> Your instructions:
Pull out every line of the rows below that contains the word "ring", copying each line in full.
=== Data rows ===
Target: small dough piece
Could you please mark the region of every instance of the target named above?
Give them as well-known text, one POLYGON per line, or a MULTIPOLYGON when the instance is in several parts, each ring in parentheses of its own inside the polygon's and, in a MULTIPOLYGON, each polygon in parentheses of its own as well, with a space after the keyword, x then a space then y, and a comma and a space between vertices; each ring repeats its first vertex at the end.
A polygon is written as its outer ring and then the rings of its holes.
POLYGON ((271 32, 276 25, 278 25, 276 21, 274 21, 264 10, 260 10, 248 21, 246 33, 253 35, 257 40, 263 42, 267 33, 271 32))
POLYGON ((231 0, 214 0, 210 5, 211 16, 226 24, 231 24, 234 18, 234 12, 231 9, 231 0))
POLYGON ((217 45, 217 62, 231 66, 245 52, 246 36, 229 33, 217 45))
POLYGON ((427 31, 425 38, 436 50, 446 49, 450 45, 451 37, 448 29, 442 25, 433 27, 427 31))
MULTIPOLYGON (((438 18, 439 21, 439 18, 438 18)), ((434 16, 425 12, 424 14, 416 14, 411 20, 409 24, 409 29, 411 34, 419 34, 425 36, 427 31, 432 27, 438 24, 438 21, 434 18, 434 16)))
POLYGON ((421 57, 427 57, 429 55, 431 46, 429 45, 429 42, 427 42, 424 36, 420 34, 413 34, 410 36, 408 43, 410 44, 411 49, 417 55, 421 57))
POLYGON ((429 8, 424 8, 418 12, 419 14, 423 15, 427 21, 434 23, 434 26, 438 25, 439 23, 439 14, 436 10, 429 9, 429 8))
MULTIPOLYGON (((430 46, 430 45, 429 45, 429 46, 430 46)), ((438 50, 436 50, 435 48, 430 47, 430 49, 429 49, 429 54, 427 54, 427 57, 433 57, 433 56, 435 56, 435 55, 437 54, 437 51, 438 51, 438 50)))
===
> Full output:
Give them as well-known text, one POLYGON per line, or a MULTIPOLYGON when the instance is in several parts, each ring in parentheses of its own inside the polygon's and, in a MULTIPOLYGON, each polygon in parentheses of its own as well, with a space after the keyword, x then a space then y, and a comma and a space between vertices; each ring repeats its first vertex at the end.
A polygon is written as its outer ring and then the rings of its holes.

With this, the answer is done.